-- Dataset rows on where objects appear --
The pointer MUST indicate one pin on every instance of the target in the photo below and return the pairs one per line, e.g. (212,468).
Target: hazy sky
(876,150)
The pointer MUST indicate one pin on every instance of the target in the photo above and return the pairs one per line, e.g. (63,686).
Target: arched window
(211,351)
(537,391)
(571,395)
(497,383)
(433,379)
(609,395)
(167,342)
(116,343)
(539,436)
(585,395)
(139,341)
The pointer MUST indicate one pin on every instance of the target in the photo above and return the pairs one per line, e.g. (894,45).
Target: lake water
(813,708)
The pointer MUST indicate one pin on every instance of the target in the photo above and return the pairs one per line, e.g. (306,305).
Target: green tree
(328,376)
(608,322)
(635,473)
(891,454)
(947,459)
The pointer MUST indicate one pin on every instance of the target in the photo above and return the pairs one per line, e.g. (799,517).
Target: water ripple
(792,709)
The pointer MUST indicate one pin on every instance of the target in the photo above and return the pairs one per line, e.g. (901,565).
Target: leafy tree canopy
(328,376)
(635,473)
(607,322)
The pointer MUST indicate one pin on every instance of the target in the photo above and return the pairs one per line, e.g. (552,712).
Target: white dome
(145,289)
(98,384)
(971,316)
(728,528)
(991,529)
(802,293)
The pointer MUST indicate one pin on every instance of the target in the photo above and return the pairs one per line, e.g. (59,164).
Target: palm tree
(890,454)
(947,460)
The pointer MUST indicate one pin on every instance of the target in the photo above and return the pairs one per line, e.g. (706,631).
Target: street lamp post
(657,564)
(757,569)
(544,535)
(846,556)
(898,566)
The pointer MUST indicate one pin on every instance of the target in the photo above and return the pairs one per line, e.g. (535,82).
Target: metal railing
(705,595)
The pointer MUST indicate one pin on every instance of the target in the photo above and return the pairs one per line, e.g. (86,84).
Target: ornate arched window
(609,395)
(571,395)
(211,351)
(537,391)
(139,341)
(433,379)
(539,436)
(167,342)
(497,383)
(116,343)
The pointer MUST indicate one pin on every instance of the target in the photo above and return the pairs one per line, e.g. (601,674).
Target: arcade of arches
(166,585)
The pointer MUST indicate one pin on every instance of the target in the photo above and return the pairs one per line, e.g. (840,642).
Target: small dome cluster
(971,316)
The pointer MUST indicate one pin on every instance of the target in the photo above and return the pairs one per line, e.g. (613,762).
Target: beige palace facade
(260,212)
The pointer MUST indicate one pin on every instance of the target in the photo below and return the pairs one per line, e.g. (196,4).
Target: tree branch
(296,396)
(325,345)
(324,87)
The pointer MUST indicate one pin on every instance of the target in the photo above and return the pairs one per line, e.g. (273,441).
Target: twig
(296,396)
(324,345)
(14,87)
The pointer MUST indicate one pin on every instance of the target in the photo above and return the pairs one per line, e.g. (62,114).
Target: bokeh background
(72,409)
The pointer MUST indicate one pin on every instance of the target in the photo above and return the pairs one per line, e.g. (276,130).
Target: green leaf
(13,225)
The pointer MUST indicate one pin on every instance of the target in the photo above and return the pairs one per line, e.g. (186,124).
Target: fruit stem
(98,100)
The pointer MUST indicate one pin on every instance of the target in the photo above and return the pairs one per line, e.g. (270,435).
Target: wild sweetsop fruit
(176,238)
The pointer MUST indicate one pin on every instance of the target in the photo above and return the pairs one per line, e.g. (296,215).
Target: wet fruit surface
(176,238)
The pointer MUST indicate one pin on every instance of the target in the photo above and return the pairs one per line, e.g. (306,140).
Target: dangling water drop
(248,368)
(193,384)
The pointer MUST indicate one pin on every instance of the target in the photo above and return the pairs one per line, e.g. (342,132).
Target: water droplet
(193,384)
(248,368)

-- GOAL --
Retype the listing exactly, in full.

-- RESULT BELOW --
The pointer MUST indicate one pin on every instance of the target in the photo below and return the pairs one per line, e.g. (212,468).
Target: hazy sky
(876,150)
The pointer MUST indicate one pin on every instance of the target in the photo above and return the pairs one per line, e.g. (63,686).
Target: arched window
(211,351)
(537,391)
(571,395)
(497,383)
(433,379)
(609,395)
(167,342)
(116,343)
(539,436)
(585,395)
(139,341)
The pointer MUST indicate one pin on every instance of the target in the photo above and return the pairs one per line, e.g. (894,45).
Target: lake water
(813,708)
The pointer MUST indicate one pin on every instance of the target in the photo above and return the pairs one per line, e.g. (306,305).
Target: green tree
(328,376)
(608,322)
(635,473)
(891,454)
(947,459)
The pointer MUST indicate one pin on every instance of the target in the photo above and return the pairs one per line, e.g. (799,517).
Target: water ripple
(792,709)
The pointer MUST indicate one pin on every instance of the target in the photo above and return the pairs one per line, e.g. (901,565).
Target: leafy tree canopy
(328,376)
(635,473)
(607,322)
The pointer MUST indicate one pin on every instance of the target in the photo above and return the pairs one per line, e.g. (552,712).
Target: white dome
(145,289)
(98,384)
(971,316)
(728,528)
(991,529)
(802,293)
The pointer MUST indicate one pin on every instance of the target in the photo above and return the pairs one per line, e.g. (59,164).
Target: palm tree
(890,454)
(947,460)
The pointer MUST indicate one pin on every instance of the target in the photo above and return the pairs one per line, e.g. (706,631).
Target: street lamp post
(657,564)
(757,569)
(544,535)
(846,556)
(898,566)
The pointer MUST indicate one pin on every instance of the target in the photo above and return the pairs one per line, e.g. (535,82).
Target: metal railing
(705,595)
The pointer MUST indicate one pin on every instance of the target in the photo above and return the pairs one per line, e.g. (86,84).
Target: ornate arched window
(609,395)
(571,395)
(211,351)
(537,391)
(139,341)
(433,379)
(539,436)
(167,342)
(497,383)
(116,343)
The pointer MUST indicate one pin on every instance of the target in the photo above and return the pairs one per line, e.g. (601,674).
Target: arcade of arches
(166,585)
The pointer MUST indicate one pin on every instance of the target in the photo above and return the pairs one per line, e.g. (840,642).
Target: small dome cluster
(971,316)
The pointer MUST indicate one pin on every instance of the target in the photo above and return the pairs one per line, e.g. (613,762).
Target: beige palace facade
(260,212)
The pointer MUST indicate one pin on every instance of the target in the photo below and return the pairs one per line, e.g. (196,4).
Target: tree branch
(296,396)
(325,345)
(324,87)
The pointer MUST indicate one pin on every instance of the target in the photo above and return the pairs one per line, e.g. (273,441).
Target: twig
(296,396)
(324,345)
(14,87)
The pointer MUST indicate one pin on every instance of the target in the photo above and return the pairs one per line, e.g. (62,114).
Target: bokeh background
(72,409)
The pointer MUST indicate one pin on every instance of the target in the photo above and return the pairs one per line, e.g. (276,130).
Target: green leaf
(13,225)
The pointer MUST indicate one pin on every instance of the target in the photo above and return the pairs one per line, e.g. (186,124).
Target: fruit stem
(98,100)
The pointer MUST indicate one pin on every instance of the target in the photo above and return the pairs one per line, e.g. (270,435).
Target: wild sweetsop fruit
(176,238)
The pointer MUST indicate one pin on every instance of the target in the photo above and return the pairs one per line, e.g. (296,215).
Target: wet fruit surface
(176,238)
The pointer MUST indicate one pin on every instance of the target in the photo above and return the pairs one per line, e.g. (306,140).
Target: dangling water drop
(248,368)
(193,384)
The pointer MUST indicate one pin on every instance of the target in the photo above and return the pairs one per line, e.g. (342,132).
Target: water droplet
(193,384)
(248,368)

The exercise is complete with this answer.